*Requirement:*
Rewrite the entries below, replacing every occurrence of "marker" with "dot" and keeping everything else the same. Omit the pictures from your answer.

*Information shown:*
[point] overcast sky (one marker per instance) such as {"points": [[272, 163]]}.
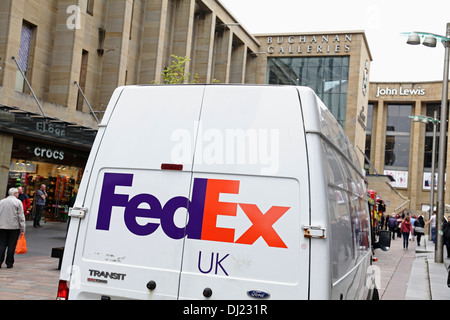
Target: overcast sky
{"points": [[382, 21]]}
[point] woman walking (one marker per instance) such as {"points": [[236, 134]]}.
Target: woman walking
{"points": [[419, 230], [406, 230]]}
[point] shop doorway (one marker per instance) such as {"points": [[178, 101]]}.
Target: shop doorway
{"points": [[60, 169]]}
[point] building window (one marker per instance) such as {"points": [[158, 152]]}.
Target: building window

*Result below:*
[point] overcast sky (one dot per instance) such as {"points": [[272, 163]]}.
Target: overcast sky
{"points": [[382, 21]]}
[point] woman walking (one dot per instance) such as {"points": [[236, 134]]}.
Target: woman walking
{"points": [[419, 230], [406, 230]]}
[point] shop doorway (one dot per instance) such as {"points": [[178, 101]]}.
Target: shop doorway
{"points": [[60, 169]]}
[point] building window (one dot per instance) such as {"points": [[158, 152]]}.
Target: building window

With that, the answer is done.